GIVEN DATA section start
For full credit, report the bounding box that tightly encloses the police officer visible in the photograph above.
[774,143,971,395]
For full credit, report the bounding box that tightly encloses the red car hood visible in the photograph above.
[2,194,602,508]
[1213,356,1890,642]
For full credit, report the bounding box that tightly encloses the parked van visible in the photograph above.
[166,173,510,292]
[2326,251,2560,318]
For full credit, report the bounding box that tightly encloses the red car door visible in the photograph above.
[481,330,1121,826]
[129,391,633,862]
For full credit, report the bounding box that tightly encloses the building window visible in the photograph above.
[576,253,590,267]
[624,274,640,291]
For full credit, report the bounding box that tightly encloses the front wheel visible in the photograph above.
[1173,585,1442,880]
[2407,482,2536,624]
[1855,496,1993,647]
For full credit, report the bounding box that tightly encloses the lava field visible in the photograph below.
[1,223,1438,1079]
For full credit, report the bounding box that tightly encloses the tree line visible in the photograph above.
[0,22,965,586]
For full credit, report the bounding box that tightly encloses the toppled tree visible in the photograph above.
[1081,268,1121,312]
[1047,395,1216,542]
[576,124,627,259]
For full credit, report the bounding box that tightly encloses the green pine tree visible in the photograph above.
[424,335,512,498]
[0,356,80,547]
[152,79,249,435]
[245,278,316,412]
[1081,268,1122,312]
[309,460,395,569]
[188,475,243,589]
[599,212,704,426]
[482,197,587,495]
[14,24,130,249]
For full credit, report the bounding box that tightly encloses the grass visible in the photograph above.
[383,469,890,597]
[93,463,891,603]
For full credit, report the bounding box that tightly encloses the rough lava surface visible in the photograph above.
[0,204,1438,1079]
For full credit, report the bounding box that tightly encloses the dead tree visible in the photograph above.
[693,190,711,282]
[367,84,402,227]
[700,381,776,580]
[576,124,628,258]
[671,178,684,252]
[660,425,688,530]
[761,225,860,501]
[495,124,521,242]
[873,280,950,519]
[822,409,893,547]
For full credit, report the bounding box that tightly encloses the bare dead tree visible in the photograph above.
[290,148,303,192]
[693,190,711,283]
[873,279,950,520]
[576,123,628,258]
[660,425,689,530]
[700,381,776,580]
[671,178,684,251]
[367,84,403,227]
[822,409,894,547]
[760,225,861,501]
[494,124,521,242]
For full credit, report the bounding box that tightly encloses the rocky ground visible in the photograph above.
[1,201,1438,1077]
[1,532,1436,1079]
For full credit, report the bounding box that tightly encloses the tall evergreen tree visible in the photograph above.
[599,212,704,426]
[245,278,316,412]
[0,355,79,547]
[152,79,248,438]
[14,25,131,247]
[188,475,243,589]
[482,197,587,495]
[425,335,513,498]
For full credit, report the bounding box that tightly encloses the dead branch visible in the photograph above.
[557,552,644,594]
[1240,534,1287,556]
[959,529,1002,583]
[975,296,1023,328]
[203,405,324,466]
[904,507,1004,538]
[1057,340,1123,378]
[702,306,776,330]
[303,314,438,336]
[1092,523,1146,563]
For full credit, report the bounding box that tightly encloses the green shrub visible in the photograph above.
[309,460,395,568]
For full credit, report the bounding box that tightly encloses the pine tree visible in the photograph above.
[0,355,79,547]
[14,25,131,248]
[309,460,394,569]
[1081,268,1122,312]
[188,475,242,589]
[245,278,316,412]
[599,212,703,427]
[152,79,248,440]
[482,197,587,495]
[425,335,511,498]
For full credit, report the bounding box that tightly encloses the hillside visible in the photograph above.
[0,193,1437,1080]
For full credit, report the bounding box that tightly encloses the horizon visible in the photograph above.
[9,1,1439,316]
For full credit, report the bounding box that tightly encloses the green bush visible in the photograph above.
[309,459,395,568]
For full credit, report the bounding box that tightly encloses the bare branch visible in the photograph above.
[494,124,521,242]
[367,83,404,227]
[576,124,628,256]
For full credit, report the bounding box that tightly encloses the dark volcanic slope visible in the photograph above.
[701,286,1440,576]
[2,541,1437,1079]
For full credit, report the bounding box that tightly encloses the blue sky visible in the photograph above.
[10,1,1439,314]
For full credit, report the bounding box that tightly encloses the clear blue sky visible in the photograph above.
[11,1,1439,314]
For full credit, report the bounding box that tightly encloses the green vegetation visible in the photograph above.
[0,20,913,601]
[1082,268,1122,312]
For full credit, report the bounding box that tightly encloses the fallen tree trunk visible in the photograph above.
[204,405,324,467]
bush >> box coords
GIVEN DATA section end
## PROBLEM DETAILS
What goes in the answer is the run of lines from the one holding "trunk visible in the photograph above." to the end of the entries, reproduced exactly and with nothing else.

## REPLY TO THE EXERCISE
For full credit, report the bounding box that tightly encloses the fallen tree trunk visible in the photograph above.
[204,405,324,467]
bush >> box coords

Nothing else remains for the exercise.